**Potongan Teks**
B.     Rumusan Masalah
1.      Bagaimana eksistensi pesantren salafiyah di tengah gelombang modernisasi?
2.      Bagaimana makna tindakan wali santri dalam memasukkan anak ke pesantren salafiyah?

C.    Tujuan
1.      Untuk mengkaji eksistensi pesantren salafiyah di tengah gelombang modernisasi
2.      Untuk menganalisa makna tindakan wali santri dalam memasukkan anak ke pesantren salafiyah

D.    Definisi Operasional Variabel
1.      Pesantren
Kajian “pesantren” dalam buku ini dalam Sulaiman (5:2010) adalah pesantren salafiyah (tradisional) yaitu pesantren yang masih terikat kuat oleh tradisi-tradisi lama yang mempunyai karakteristik:
a.       System pengelolaan pendidikan cenderung berada ditangan kyai sebagai pemimpin sentral
b.      Hanya mengajarkan pengetahuan agama
c.       Materi pendidikan bersumber dari kitab-kitab kuning
d.      Menggunakan system pendidikan tradisional: weton/bandongan dan sorogan
e.       Hubungan antara kyai, ustad dan santri bersifat hirarkiskehidupan santri cenderung bersifat komunal dan egaliter

2.      Modernisasi
Dalam buku ini, yang dimaksud dengan “Modernisasi” adalah perkembangan ilmu pengetahuan dan teknologi, serta dinamika perkembangan masyarakat yang sangat pesat sehingga memunculkan tuntutan-tuntutan baru dalamberbagai bidang, khususnya bidang pendidikan (Sulaiman, 3:2010).

**Yang Perlu Dikerjakan**
a) Menurut potongan teks tentang pesantren salafiyah, dari mana materi pendidikan di pesantren salafiyah bersumber?
b) Salin kata demi kata bagian potongan teks tentang pesantren salafiyah mulai dari "B.     Rumusan Masalah" sampai dengan "ke pesantren salafiyah?".

**Data yang Disediakan**

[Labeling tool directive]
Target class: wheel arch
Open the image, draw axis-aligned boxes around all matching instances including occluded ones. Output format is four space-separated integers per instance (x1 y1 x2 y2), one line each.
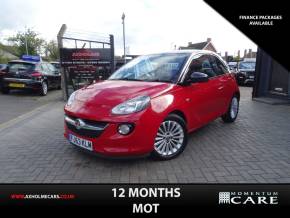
167 110 187 124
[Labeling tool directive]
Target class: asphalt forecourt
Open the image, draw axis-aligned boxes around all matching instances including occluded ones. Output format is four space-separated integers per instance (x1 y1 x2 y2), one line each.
0 87 290 183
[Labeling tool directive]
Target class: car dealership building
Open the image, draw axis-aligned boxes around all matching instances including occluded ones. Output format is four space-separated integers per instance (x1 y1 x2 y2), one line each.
253 48 290 102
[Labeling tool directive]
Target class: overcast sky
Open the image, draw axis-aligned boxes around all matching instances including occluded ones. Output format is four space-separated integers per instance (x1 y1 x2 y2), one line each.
0 0 257 54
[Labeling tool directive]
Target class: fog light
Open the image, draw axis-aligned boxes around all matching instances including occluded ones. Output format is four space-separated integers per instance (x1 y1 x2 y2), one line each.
118 123 133 135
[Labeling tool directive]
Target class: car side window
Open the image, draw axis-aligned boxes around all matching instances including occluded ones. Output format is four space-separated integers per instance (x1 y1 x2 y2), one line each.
211 56 228 76
47 63 56 74
41 63 48 74
189 55 216 78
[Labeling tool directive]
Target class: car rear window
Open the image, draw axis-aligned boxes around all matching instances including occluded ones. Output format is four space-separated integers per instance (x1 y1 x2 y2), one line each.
8 62 35 72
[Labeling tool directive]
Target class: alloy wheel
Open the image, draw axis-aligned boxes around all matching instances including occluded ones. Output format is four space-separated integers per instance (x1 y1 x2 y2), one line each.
154 120 184 157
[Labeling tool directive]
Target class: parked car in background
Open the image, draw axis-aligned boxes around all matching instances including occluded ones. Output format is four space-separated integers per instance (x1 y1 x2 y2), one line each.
64 50 240 160
228 61 238 72
236 61 256 85
49 61 60 72
1 55 61 95
0 64 7 87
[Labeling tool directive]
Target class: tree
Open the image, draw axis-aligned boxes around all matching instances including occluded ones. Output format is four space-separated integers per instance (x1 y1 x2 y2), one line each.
8 29 45 56
44 40 59 61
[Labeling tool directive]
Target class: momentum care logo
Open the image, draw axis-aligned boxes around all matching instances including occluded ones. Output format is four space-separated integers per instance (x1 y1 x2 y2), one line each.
219 192 279 205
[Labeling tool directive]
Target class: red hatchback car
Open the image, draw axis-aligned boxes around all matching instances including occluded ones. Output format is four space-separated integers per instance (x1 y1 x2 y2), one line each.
64 50 240 160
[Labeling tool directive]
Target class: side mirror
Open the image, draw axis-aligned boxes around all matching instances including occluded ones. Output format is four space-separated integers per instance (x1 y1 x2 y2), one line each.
188 72 208 83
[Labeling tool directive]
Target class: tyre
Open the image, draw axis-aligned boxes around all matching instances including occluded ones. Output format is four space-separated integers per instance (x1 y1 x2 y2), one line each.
222 95 239 123
1 87 10 94
40 81 48 96
151 114 187 160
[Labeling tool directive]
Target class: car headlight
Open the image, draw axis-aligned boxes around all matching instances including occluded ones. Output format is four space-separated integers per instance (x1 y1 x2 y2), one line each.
112 96 150 115
66 92 76 106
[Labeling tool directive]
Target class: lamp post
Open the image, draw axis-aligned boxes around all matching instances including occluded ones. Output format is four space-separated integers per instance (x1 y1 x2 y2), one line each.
122 13 126 64
25 26 28 55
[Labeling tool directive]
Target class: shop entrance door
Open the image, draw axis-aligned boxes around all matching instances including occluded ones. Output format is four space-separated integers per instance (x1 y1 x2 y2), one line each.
269 60 289 96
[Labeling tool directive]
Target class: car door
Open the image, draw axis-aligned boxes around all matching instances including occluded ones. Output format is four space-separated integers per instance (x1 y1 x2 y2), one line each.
185 55 218 128
211 55 232 116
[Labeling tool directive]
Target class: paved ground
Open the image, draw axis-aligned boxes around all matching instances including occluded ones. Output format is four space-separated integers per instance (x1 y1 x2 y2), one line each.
0 90 62 124
0 87 290 183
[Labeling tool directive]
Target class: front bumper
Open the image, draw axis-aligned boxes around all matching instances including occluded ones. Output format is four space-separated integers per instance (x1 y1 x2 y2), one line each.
2 78 41 90
64 111 160 156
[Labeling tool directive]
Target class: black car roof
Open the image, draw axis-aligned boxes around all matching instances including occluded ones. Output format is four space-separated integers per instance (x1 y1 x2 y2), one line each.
8 60 48 65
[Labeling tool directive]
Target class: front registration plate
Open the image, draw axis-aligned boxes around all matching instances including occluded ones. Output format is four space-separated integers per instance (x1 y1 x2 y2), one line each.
9 83 25 88
68 134 93 151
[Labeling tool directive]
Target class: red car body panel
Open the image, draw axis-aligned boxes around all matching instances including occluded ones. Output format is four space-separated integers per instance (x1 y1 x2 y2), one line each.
64 70 239 156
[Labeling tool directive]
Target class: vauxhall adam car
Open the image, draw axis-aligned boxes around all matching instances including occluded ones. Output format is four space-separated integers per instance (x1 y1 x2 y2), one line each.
64 50 240 160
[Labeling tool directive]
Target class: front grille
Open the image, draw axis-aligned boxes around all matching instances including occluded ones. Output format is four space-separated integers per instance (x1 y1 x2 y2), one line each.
65 115 108 138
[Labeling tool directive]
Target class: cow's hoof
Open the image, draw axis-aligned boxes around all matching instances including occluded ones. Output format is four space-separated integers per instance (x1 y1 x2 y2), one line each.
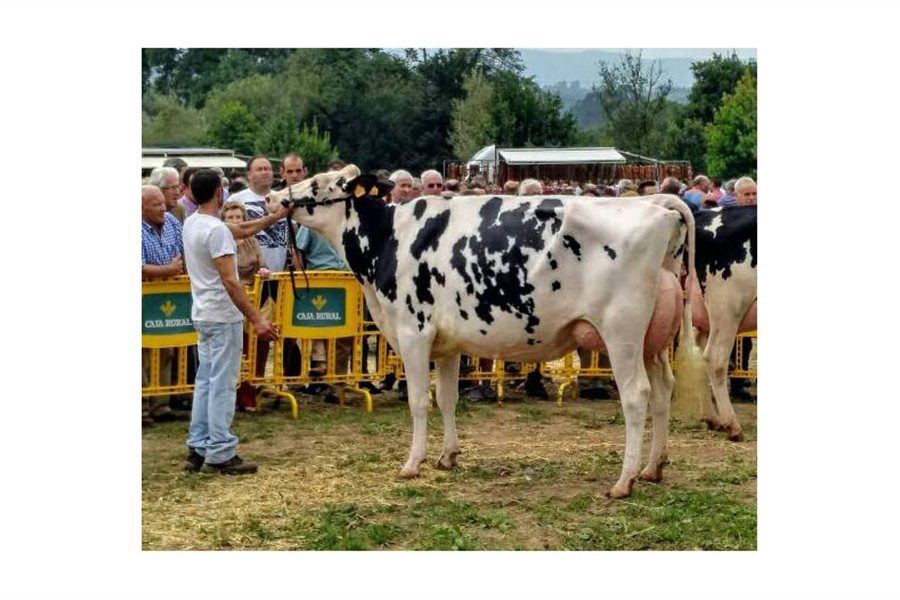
703 418 725 431
725 425 744 442
437 450 462 470
641 457 669 483
400 467 419 479
606 482 631 500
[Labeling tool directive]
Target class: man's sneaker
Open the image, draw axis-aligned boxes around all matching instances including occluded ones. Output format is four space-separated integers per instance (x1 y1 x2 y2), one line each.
184 448 206 473
206 454 257 475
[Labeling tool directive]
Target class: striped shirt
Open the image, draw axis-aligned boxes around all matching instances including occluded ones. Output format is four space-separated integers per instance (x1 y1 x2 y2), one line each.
141 212 184 265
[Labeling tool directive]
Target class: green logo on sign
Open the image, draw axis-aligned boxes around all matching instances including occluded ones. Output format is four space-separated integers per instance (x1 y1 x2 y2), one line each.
141 292 194 335
292 288 347 327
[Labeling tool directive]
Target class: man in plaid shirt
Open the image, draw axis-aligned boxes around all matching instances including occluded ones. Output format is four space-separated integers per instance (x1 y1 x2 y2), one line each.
141 185 184 427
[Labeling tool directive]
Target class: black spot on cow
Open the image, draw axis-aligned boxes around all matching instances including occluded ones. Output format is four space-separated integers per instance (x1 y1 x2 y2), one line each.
563 234 581 262
450 197 562 330
409 210 450 259
534 198 562 234
342 196 398 301
450 236 475 296
413 263 434 304
694 206 756 289
603 246 616 260
413 199 428 221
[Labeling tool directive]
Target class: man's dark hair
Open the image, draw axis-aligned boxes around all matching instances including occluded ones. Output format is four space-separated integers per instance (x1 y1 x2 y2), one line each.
163 156 187 171
247 154 269 173
659 177 681 196
191 169 222 204
181 167 200 187
638 179 656 196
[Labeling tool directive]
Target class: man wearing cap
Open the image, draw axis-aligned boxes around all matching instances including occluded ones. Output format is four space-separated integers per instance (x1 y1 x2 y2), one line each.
616 179 638 198
683 175 710 208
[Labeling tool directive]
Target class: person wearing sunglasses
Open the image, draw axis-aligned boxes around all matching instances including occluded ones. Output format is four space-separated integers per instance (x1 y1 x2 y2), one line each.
420 169 444 196
147 167 187 223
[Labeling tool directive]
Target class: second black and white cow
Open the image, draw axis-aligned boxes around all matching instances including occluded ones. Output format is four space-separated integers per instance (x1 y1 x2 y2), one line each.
270 165 708 497
686 206 757 441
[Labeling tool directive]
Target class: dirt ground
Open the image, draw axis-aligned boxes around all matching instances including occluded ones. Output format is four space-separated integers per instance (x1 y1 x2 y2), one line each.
142 382 757 550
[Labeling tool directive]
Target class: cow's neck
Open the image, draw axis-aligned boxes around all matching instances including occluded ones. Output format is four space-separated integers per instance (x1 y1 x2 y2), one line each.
341 196 397 300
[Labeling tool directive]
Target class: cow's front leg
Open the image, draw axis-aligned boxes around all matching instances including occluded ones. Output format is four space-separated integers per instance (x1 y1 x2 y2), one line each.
435 354 460 469
641 349 675 481
399 335 434 478
703 326 743 442
607 340 650 498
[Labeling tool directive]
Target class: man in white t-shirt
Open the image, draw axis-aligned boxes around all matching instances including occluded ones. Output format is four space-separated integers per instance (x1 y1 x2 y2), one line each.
184 169 290 475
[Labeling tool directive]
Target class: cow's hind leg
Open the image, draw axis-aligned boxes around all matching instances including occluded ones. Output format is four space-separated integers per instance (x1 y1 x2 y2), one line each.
604 340 650 498
399 335 433 478
641 349 675 481
435 354 460 469
696 330 720 429
703 323 743 442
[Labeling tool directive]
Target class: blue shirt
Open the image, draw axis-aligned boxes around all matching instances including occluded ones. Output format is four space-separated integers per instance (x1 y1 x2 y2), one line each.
141 212 184 266
684 191 706 208
297 225 347 271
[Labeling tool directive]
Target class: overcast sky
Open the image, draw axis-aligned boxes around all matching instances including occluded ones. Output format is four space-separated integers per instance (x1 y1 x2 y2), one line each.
532 48 756 58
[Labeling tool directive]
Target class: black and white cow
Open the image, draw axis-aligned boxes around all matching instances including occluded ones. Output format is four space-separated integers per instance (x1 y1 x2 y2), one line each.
269 165 708 498
686 206 757 441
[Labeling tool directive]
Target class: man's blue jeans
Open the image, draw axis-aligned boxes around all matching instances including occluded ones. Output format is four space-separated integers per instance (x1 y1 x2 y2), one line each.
187 321 244 464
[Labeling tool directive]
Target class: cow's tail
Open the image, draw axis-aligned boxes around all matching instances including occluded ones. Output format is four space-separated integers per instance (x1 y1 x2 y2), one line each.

**Daftar Jawaban**
a) Materi pendidikannya bersumber dari kitab-kitab kuning.

b)
B.     Rumusan Masalah
1.      Bagaimana eksistensi pesantren salafiyah di tengah gelombang modernisasi?
2.      Bagaimana makna tindakan wali santri dalam memasukkan anak ke pesantren salafiyah?